- _Tasks and exercises_:
A. In the medrxivr package page, which organization operates both medRxiv and bioRxiv?
B. Do these statements agree with the medrxivr package page? Answer yes or no for each and quote the words that decide it. (i) The default server is "biorxiv". (ii) When clean is TRUE, the "type" and "server" variables are dropped. (iii) The default from_date is the earliest preprint registration date.

Package 'medrxivr'

Title: Access and Search MedRxiv and BioRxiv Preprint Data
Description: An increasingly important source of health-related bibliographic content are preprints - preliminary versions of research articles that have yet to undergo peer review. The two preprint repositories most relevant to health-related sciences are medRxiv <https://www.medrxiv.org/> and bioRxiv <https://www.biorxiv.org/>, both of which are operated by the Cold Spring Harbor Laboratory. 'medrxivr' provides programmatic access to the 'Cold Spring Harbour Laboratory (CSHL)' API <https://api.biorxiv.org/>, allowing users to easily download medRxiv and bioRxiv preprint metadata (e.g. title, abstract, publication date, author list, etc) into R. 'medrxivr' also provides functions to search the downloaded preprint records using regular expressions and Boolean logic, as well as helper functions that allow users to export their search results to a .BIB file for easy import to a reference manager and to download the full-text PDFs of preprints matching their search criteria.
Authors: Yaoxiang Li [aut, cre] , Luke McGuinness [aut], Lena Schmidt [aut], Tuija Sonkkila [rev], Najko Jahn [rev]
Maintainer: Yaoxiang Li <[email protected]>
License: GPL-2
Version: 0.1.1
Built: 2025-01-04 06:12:47 UTC
Source: https://github.com/ropensci/medrxivr

Help Index


Access medRxiv/bioRxiv data via the Cold Spring Harbour Laboratory API

Description

Provides programmatic access to all preprints available through the Cold Spring Harbour Laboratory API, which serves both the medRxiv and bioRxiv preprint repositories.

Usage

mx_api_content(
  from_date = "2013-01-01",
  to_date = as.character(Sys.Date()),
  clean = TRUE,
  server = "medrxiv",
  include_info = FALSE
)

Arguments

from_date

Earliest date of interest, written as "YYYY-MM-DD". Defaults to 1st Jan 2013 ("2013-01-01"), ~6 months prior to earliest preprint registration date.

to_date

Latest date of interest, written as "YYYY-MM-DD". Defaults to current date.

clean

Logical, defaulting to TRUE, indicating whether to clean the data returned by the API. If TRUE, variables containing absolute paths to the preprints web-page ("link_page") and PDF ("link_pdf") are generated from the "server", "DOI", and "version" variables returned by the API. The "title", "abstract" and "authors" variables are converted to title case. Finally, the "type" and "server" variables are dropped.

server

Specify the server you wish to use: "medrxiv" (default) or "biorxiv"

- _Dataset rows_:
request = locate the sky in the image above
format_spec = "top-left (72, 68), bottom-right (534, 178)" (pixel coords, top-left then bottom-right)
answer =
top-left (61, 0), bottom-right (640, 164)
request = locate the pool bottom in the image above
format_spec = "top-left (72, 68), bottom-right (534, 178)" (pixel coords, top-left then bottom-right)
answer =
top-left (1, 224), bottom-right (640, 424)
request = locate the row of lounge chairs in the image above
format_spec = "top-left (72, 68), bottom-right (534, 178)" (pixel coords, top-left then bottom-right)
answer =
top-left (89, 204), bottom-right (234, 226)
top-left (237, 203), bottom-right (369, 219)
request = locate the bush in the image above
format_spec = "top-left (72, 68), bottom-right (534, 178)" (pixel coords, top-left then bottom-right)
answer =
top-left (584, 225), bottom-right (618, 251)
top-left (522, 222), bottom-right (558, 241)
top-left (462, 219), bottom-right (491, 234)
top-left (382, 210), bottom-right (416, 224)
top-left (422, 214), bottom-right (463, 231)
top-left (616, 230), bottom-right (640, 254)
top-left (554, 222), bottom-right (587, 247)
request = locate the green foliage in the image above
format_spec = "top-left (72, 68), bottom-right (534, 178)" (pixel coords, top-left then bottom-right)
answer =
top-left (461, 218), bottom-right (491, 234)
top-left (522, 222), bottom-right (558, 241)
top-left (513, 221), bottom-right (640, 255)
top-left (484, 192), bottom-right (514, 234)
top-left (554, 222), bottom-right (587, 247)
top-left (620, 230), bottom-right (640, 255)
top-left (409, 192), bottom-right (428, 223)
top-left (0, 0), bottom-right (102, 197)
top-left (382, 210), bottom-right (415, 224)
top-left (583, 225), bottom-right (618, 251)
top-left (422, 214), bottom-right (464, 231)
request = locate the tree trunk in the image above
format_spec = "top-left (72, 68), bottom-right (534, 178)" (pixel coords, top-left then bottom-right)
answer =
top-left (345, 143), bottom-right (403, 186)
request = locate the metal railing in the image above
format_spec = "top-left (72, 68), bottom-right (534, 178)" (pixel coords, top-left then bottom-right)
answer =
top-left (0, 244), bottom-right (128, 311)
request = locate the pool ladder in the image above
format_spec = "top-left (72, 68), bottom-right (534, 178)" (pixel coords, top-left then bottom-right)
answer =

- _Answers per task_:
A. The Cold Spring Harbor Laboratory.

B.
(i) No: "medrxiv" (default) or "biorxiv"
(ii) Yes: "Finally, the "type" and "server" variables are dropped."
(iii) No: "~6 months prior to earliest preprint registration date"